[Dataset entries on object locations]
-- -- --

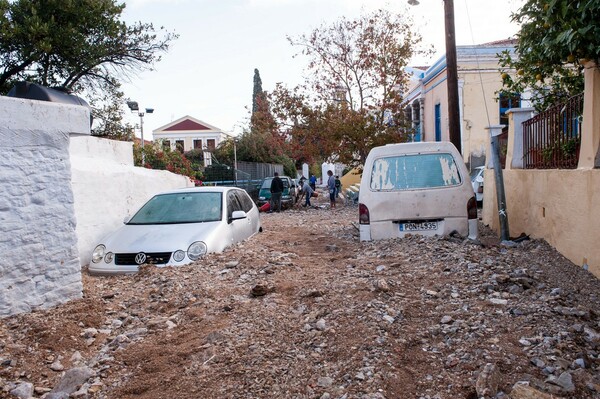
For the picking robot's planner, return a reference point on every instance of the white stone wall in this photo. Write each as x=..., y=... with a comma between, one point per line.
x=39, y=264
x=107, y=188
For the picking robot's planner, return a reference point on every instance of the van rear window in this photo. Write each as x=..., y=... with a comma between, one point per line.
x=415, y=171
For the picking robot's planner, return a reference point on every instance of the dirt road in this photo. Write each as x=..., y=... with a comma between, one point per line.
x=303, y=310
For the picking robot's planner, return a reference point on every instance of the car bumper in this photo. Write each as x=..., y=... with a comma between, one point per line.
x=388, y=229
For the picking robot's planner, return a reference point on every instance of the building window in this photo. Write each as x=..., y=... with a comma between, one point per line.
x=438, y=122
x=210, y=144
x=508, y=101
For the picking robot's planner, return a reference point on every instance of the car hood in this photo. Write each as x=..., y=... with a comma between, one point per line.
x=158, y=238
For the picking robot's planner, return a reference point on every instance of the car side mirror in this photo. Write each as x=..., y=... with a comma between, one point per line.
x=236, y=215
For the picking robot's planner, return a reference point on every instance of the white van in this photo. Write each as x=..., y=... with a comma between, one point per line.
x=420, y=188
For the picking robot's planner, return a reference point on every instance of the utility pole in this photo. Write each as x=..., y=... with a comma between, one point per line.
x=452, y=76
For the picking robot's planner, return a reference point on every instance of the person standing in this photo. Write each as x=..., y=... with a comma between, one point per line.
x=313, y=182
x=331, y=187
x=338, y=186
x=308, y=191
x=276, y=192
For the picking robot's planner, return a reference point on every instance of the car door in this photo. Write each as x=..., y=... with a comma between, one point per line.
x=238, y=228
x=251, y=217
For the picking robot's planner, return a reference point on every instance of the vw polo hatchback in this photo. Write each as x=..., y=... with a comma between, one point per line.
x=420, y=188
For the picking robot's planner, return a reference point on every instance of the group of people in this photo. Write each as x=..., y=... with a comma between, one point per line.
x=309, y=186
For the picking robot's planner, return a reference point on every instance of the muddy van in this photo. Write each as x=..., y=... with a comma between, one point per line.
x=418, y=188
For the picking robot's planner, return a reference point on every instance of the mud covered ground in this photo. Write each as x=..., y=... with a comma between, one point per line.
x=304, y=310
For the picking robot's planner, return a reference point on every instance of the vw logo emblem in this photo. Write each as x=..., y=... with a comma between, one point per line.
x=140, y=258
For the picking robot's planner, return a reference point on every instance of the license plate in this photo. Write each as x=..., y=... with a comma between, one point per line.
x=418, y=226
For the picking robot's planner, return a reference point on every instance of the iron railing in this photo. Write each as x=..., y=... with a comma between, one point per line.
x=551, y=139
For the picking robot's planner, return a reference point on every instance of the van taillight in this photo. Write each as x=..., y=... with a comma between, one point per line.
x=363, y=214
x=472, y=208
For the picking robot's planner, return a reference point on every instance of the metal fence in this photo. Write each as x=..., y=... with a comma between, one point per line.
x=551, y=139
x=249, y=175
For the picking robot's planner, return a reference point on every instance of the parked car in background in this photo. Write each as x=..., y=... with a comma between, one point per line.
x=288, y=197
x=176, y=228
x=420, y=188
x=477, y=182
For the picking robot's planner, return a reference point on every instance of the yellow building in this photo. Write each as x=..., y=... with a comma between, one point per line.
x=479, y=80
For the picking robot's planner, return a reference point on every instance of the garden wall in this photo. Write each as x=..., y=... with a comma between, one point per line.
x=39, y=263
x=107, y=188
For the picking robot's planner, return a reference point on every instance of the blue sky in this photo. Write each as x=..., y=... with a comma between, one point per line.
x=208, y=71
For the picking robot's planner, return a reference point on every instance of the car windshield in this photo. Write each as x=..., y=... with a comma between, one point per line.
x=414, y=171
x=180, y=208
x=475, y=172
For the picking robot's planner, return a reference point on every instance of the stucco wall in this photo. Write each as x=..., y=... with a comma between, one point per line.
x=107, y=187
x=560, y=206
x=39, y=264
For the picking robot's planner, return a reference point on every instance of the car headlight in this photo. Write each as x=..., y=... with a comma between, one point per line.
x=98, y=253
x=178, y=255
x=196, y=250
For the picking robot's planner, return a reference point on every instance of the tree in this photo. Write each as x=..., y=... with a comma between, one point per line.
x=257, y=91
x=73, y=44
x=357, y=78
x=108, y=115
x=556, y=38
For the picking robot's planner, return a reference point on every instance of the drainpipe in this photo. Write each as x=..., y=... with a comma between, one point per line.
x=495, y=131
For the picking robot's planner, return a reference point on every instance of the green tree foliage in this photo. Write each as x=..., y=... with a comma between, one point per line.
x=556, y=38
x=80, y=46
x=73, y=44
x=257, y=91
x=108, y=115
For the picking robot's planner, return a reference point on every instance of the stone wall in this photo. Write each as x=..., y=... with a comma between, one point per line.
x=107, y=188
x=39, y=263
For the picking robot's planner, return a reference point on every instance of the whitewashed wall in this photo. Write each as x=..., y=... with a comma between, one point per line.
x=39, y=264
x=107, y=188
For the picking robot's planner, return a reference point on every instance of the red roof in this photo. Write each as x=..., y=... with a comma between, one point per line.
x=187, y=125
x=503, y=42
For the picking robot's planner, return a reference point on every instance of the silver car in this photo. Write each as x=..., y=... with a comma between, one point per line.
x=176, y=228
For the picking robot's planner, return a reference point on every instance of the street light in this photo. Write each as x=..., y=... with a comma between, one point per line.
x=235, y=139
x=134, y=107
x=451, y=72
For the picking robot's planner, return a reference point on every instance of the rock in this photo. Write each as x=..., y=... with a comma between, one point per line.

-- -- --

- [JOB]:
Starting at the line that has "of the person" and ending after the line that has "x=276, y=192", rewrite those entries with "person standing" changed to "pedestrian". Leave everything else unchanged.

- [RESULT OF THE TASK]:
For the picking robot's planner, return a reference point on every instance of the pedestrian in this photo. Write each as x=..., y=... with a comma between, one point per line.
x=313, y=182
x=331, y=187
x=338, y=186
x=308, y=191
x=276, y=192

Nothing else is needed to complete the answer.